Render each line of the listing below as a numbered list, omitting the blank lines.

◆ **DATA PROVIDED**:
Start

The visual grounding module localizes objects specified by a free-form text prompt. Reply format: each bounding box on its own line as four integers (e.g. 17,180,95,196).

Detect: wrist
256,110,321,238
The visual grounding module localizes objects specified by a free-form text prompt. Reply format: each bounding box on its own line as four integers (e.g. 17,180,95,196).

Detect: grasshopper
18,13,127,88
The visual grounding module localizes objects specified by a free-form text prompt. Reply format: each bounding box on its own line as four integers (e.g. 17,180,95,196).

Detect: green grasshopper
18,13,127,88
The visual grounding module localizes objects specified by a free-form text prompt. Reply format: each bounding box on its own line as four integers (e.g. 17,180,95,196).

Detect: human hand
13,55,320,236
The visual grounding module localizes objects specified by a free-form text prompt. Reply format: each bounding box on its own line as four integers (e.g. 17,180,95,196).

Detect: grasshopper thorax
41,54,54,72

End

◆ **EXERCISE SOLUTION**:
1. The visual grounding module localizes objects specified by a free-form text prompt. Reply format: each bounding box on its own line as four integers (e.g. 17,180,95,196).
2. Detect: wrist
3. 256,110,321,238
4. The visual grounding module localizes objects specified by a free-form text prompt. Reply format: each bounding box on its own line as four integers (e.g. 17,180,95,196).
5. Detect: grasshopper
6. 18,13,127,88
7. The visual grounding module localizes objects specified by a free-form text prompt. Reply format: each bounding box on its own line as four integers (e.g. 17,180,95,196).
8. Detect: green grasshopper
9. 18,13,127,88
10. The visual grounding module localizes objects specified by a free-form text prompt. Reply format: each bounding box on its own line as four integers (e.g. 17,180,95,196).
11. Detect: human hand
12. 13,55,320,236
13. The visual grounding module localizes objects specified by a free-form text prompt. Reply format: each bounding box on its own line as four integers (e.g. 17,180,95,196).
14. Detect: grasshopper thorax
15. 41,54,54,72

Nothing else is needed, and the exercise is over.